About this exercise
Every record should be written out exactly, with the pictures left out.

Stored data
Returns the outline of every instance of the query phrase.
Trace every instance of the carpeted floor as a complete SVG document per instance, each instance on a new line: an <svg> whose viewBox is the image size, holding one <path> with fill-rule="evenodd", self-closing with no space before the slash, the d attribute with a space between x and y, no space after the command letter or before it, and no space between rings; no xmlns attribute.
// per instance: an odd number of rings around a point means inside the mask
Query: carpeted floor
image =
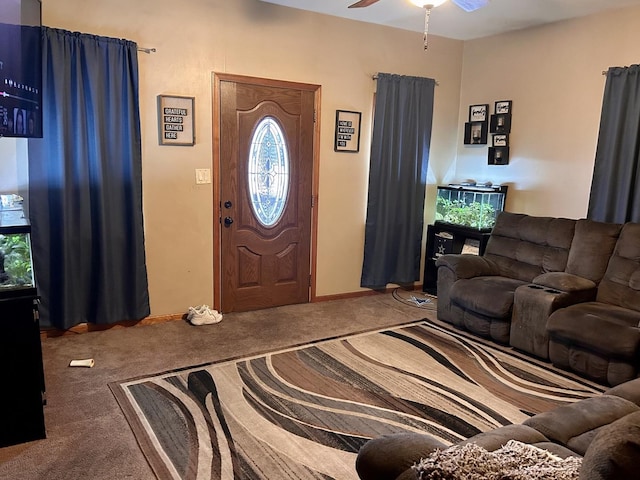
<svg viewBox="0 0 640 480"><path fill-rule="evenodd" d="M602 391L429 320L111 388L162 480L356 479L369 438L453 443Z"/></svg>
<svg viewBox="0 0 640 480"><path fill-rule="evenodd" d="M111 382L264 354L425 316L435 318L435 313L381 294L231 313L221 323L200 327L173 321L47 338L42 343L47 438L0 448L0 478L153 480L156 476L109 390ZM72 359L83 358L93 358L95 366L69 367Z"/></svg>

Answer to the exercise
Returns the outline of every instance of the query phrase.
Trace every instance of the carpeted floor as a complete SVG document per instance, each instance on a new line: an <svg> whose viewBox is the image size, holding one <path> with fill-rule="evenodd", self-closing with no space before the slash, the d attribute with a space between x and y, no space after the command letter or before it, and no space between rings; no xmlns attribute.
// per instance: an odd number of rings around a point means inside the mask
Query: carpeted floor
image =
<svg viewBox="0 0 640 480"><path fill-rule="evenodd" d="M602 391L429 320L111 388L162 480L356 479L369 438L453 443Z"/></svg>
<svg viewBox="0 0 640 480"><path fill-rule="evenodd" d="M111 382L264 354L425 316L435 318L435 313L381 294L231 313L221 323L200 327L173 321L47 338L42 343L47 438L0 448L0 478L153 480L156 476L109 390ZM72 359L83 358L93 358L95 366L69 367Z"/></svg>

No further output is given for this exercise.